▶ **EXERCISE GOAL**: Pull every line holding the word "mountain" out of the data and copy it.

▶ **DATA LISTING**:
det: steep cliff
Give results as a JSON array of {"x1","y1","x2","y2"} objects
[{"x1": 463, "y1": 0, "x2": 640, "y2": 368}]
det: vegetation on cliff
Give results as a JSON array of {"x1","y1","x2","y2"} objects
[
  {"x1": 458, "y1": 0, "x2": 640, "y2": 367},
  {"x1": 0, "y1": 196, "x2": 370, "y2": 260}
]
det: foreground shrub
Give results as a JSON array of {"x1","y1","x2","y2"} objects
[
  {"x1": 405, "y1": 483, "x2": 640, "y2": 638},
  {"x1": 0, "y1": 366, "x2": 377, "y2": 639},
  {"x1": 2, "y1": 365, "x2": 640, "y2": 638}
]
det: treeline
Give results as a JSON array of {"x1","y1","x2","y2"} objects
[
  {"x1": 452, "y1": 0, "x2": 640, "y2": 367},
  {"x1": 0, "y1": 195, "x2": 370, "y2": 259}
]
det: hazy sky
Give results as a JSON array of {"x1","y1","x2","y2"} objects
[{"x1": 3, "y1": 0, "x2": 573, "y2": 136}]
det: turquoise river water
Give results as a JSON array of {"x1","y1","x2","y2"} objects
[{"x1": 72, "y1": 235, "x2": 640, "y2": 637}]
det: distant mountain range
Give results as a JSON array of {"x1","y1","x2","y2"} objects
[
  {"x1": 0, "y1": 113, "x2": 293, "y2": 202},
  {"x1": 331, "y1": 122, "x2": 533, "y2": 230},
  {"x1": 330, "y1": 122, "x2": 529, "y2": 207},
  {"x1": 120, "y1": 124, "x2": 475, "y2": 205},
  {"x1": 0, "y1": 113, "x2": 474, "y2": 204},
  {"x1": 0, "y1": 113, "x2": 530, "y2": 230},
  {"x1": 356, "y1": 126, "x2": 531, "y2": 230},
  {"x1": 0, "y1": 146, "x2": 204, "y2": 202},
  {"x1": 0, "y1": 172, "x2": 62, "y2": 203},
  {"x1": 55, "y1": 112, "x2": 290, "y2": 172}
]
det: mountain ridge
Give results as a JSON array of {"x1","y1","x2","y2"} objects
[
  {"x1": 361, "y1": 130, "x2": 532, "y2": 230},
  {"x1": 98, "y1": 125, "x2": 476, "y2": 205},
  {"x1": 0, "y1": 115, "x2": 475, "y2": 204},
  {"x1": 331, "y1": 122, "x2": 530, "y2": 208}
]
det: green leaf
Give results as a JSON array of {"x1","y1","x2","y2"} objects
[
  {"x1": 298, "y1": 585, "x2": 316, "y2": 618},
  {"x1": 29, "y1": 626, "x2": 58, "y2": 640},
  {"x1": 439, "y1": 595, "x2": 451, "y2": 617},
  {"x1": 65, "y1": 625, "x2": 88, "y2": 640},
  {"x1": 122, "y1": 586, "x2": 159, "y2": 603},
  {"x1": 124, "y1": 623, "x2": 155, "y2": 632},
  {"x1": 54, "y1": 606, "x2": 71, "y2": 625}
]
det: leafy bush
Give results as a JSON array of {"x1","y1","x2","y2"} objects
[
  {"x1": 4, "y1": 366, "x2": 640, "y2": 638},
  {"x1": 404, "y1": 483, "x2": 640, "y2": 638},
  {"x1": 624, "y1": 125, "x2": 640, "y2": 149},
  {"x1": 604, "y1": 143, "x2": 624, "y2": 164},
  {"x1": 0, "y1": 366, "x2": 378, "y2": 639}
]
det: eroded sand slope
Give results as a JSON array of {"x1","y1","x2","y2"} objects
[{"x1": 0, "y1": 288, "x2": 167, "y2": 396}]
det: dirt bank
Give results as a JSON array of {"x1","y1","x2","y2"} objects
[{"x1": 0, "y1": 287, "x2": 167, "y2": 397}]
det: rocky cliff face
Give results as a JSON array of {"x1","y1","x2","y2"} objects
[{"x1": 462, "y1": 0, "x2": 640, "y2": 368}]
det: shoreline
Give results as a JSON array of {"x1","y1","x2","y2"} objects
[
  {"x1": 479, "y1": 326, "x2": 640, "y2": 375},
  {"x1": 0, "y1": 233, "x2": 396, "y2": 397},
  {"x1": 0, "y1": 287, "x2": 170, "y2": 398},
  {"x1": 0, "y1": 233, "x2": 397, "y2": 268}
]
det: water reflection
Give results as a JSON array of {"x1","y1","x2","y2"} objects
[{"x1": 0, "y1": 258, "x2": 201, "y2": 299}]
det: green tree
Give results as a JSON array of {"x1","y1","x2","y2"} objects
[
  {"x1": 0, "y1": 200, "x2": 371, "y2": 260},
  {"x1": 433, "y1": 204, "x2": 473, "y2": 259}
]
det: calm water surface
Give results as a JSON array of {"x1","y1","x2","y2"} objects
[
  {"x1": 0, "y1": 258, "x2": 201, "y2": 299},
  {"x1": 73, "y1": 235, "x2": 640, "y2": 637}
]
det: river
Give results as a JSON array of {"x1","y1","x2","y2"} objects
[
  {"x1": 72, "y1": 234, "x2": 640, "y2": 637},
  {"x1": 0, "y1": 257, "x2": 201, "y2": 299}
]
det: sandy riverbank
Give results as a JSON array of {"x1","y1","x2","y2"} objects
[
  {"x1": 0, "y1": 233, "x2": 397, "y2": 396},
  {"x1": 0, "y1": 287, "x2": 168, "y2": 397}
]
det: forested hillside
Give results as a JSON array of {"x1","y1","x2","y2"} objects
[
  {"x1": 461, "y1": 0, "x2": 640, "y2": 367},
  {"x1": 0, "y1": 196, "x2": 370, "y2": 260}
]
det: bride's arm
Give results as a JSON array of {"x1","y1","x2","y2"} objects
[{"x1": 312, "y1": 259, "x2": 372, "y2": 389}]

▶ **EXERCISE RESULT**:
det: distant mountain range
det: mountain ridge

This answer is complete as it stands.